Pointing dataset excerpts
[start]
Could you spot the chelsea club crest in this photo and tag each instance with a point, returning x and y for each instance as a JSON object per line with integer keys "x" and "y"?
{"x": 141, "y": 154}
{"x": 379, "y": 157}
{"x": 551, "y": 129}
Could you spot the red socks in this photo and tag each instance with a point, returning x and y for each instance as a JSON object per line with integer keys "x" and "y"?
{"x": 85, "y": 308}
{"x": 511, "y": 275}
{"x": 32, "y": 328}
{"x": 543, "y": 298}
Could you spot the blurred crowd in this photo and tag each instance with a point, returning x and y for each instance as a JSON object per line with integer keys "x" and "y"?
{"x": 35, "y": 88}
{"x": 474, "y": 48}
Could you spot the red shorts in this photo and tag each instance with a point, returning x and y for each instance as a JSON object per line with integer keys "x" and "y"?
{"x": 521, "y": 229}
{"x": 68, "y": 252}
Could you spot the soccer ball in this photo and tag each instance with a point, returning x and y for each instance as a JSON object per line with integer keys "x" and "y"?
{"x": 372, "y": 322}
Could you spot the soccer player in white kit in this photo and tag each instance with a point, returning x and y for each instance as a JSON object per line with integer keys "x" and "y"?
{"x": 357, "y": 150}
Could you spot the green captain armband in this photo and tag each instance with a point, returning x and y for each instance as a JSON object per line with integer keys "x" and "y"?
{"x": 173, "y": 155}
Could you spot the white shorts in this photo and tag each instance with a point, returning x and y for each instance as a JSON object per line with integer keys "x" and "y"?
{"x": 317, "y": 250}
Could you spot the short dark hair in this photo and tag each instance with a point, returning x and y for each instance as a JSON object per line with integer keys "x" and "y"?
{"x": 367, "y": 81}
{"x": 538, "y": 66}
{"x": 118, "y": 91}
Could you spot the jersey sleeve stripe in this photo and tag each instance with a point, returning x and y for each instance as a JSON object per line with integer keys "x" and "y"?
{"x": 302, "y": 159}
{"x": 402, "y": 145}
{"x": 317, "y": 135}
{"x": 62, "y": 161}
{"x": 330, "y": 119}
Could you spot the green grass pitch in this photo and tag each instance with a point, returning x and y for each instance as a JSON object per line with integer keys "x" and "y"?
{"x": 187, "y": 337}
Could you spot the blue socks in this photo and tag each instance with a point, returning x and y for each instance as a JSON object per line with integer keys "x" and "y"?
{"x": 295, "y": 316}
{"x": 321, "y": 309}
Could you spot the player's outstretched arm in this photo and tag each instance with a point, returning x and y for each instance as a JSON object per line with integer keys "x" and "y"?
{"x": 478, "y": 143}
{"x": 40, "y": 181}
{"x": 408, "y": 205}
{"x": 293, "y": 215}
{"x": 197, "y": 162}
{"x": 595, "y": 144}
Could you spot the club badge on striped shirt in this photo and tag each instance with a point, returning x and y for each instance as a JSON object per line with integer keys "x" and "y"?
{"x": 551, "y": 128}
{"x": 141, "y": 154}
[end]
Problem statement: Render all the items above as a CSV with two columns, instruction and points, one row per item. Put each field in quotes and replace any line breaks with spaces.

Exercise answer:
instruction,points
"Could you spot the chelsea club crest in this photo and tag each instance with a point, returning x and y for each instance as a JSON object per line with integer keys ""x"" and ""y""?","{""x"": 141, ""y"": 154} {""x"": 379, ""y"": 157} {""x"": 551, ""y"": 129}"
"Could you spot the red socks in this photo and tag each instance with a point, returning x and y for each instance as a JSON object per line with integer keys ""x"" and ""y""?","{""x"": 85, ""y"": 308} {""x"": 511, ""y"": 275} {""x"": 32, ""y"": 328} {""x"": 543, ""y"": 298}"
"Could you spot the blurred crowd in this photo and tag each instance with a point, returning x and y for each instance as a JSON object per line with integer keys ""x"" and ""y""?","{""x"": 35, ""y"": 88} {""x"": 474, ""y"": 48}"
"Could you spot the red shorts in this photo and tag each instance with a point, returning x and y for each instance as a JSON object per line with integer keys ""x"" and ""y""?","{""x"": 521, ""y"": 229} {""x"": 68, ""y"": 252}"
"Could you spot the soccer ball in this photo and tag each instance with a point, returning x and y for each instance as a JSON object per line with integer keys ""x"" and ""y""?","{""x"": 372, ""y"": 322}"
"Could you spot the soccer player in white kit in this photo and tag each instance with a point, returning x and y for each instance as a JSON object per line with integer keys ""x"" and ""y""?","{""x"": 357, ""y"": 150}"
"Could you spot the green captain armband in this photo and tag each instance with a point, returning x and y for each instance as a JSON object per line with integer keys ""x"" and ""y""?","{""x"": 173, ""y"": 155}"
"Could you spot the white shorts in this photo and tag each instance with a point, returning x and y for each instance as a JSON object per line with integer keys ""x"" and ""y""?","{""x"": 317, ""y"": 250}"
"Could you spot the short dark hair in this photo and tag each instance with a point, returning x and y for each instance as a JSON object per line with integer keys ""x"" and ""y""?","{""x"": 367, ""y"": 81} {""x"": 538, ""y"": 66} {""x"": 118, ""y"": 91}"
"Could you spot the jersey sleeve stripe in this photo and tag each instance with a point, returning x and y for each instance as a JSON object per line with integer keys ""x"" and ""y""?","{""x"": 302, ""y"": 159} {""x"": 402, ""y"": 145} {""x"": 317, ""y"": 135} {""x"": 62, ""y"": 161} {""x"": 330, ""y"": 119}"
"Could you spot the green grass pitch in this photo and tag each instance with a point, returning x and y for each instance as a JSON object per line with integer keys ""x"" and ""y""?","{""x"": 187, ""y"": 337}"
"Could you spot the blue socks in this photo and tag each instance with a point, returning x and y for each instance as a JSON object per line with integer keys ""x"" and ""y""?","{""x"": 295, ""y"": 316} {""x"": 321, ""y"": 309}"
"Could you spot the player's outstretched arm in this photo and tag each instance with a point, returning x and y for each instance as a JSON object per line with integer keys ""x"" and ""y""?","{""x"": 478, ""y"": 143} {""x"": 40, ""y"": 181} {""x"": 408, ""y"": 205} {""x"": 293, ""y"": 215} {""x"": 197, ""y"": 162} {""x"": 595, ""y"": 144}"
"Could you spot the club badge on striped shirt in this photo and tag each instance with a point, returning x and y for each instance as a JSON object per line with integer keys ""x"" and ""y""?","{""x"": 551, ""y"": 128} {""x"": 141, ""y"": 154}"